* START Source excerpt *
Vanilla NN vs CNN

Published in

featurepreneur

6 min readJan 6, 2022

why not to use plain NN for the image classification

Although each dataset varies CNN generally works so good with the image classifications. why is that ? well CNN uses convolution on the images along with pooling. they act like a feature extraction.

for eg:

Each convolution layer does convolution method on the input data image
Each convolution layer needs # of filters, kernel size and strides.
they tends to detect edges and other important features in the image.

let’s see the code example on why to use CNN for the image dataset, although there are many models to work with the images, by default we need to try using CNN and not plain NN.

Let’s use this dataset for simplicity : https://www.kaggle.com/cactus3/basicshapes

I am only going to show the model building and comparison but if you like you can see the whole notebook here : https://www.kaggle.com/muhammedjaabir/cnn-vs-vanilla-nn/notebook

Before starting let’s import the required modules

import tensorflow as tf 
import tensorflow.keras as keras 
from tensorflow.keras import Sequential
from tensorflow.keras.utils import plot_model, to_categorical
from tensorflow.keras.layers import Dense, Input, Dropout, BatchNormalization, Flatten
from sklearn.metrics import classification_report, confusion_matrix
from sklearn.model_selection import train_test_split
from tensorflow.keras.preprocessing.image import ImageDataGenerator
import tensorflow_addons as tfa


loss = keras.losses
metrics = keras.metrics

Also make sure to split the dataset into train and test/dev set. its upto you use you can either use any of these steps to split the dataset

Read all the images, flatten them and then store it in a dataframe along with their class. the shape would be (n, m) where n is number of images and m is the each pixels values flattened
Store the image path in a dataframe with their class and then use the sklearn’s train_test_split method to split the dataset and use that in keras image generator ( I have used this method )
Create a seperate folder for training and testing and use that in keras image generator

Model Building

plain NN:

class Network:
    def __init__(self, layers = [], activations = [], dropout = [], batchnorm = [], compile_params = {}, flatten = False):
        self.model = None
        self.losses = None 
        self.metrics = None
        self.layers = layers 
        self.activations = activations 
        self.compile_params = compile_params 
        self.dropout = dropout if len(dropout) == (len(activations) - 1) else [None for _ in range(len(activations) - 1)]
        self.batchnorm = batchnorm if len(batchnorm) == (len(activations) - 1) else [None for _ in range(len(activations) - 1)]
        self.flatten = flatten
        self.initialize_model()
* END Source excerpt *
- [Set exercise]: Please write out the passage of the CNN comparison article starting at "featurepreneur" and ending at "in the image.", copying it word for word.
* START Recorded data *
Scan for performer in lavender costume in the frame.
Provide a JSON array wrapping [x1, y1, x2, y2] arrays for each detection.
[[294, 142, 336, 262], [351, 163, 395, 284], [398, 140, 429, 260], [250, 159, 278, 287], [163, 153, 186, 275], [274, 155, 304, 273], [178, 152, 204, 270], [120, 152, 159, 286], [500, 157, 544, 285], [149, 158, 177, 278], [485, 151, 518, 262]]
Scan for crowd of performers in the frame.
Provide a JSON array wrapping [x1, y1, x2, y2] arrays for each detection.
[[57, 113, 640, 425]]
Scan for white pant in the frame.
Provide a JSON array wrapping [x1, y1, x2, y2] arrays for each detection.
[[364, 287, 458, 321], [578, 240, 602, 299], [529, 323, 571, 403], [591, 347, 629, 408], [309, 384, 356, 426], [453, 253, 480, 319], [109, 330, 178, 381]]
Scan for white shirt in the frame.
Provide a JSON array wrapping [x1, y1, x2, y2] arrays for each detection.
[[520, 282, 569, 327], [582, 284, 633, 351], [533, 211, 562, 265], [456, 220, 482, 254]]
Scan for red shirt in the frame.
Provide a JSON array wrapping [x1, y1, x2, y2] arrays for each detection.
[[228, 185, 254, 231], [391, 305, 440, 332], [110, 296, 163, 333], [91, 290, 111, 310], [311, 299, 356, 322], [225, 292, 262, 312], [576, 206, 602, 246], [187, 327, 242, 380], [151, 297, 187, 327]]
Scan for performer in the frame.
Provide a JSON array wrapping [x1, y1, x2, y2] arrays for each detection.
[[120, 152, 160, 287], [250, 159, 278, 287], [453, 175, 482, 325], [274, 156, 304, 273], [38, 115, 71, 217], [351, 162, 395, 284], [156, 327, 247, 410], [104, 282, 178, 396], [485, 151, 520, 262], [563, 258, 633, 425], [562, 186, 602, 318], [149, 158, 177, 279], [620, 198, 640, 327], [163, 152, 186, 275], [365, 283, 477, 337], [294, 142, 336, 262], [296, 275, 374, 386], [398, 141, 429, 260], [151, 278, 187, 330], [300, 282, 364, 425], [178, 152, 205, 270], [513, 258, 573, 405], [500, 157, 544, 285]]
* END Recorded data *
- [Response to the task]:
featurepreneur

6 min readJan 6, 2022

why not to use plain NN for the image classification

Although each dataset varies CNN generally works so good with the image classifications. why is that ? well CNN uses convolution on the images along with pooling. they act like a feature extraction.

for eg:

Each convolution layer does convolution method on the input data image
Each convolution layer needs # of filters, kernel size and strides.
they tends to detect edges and other important features in the image.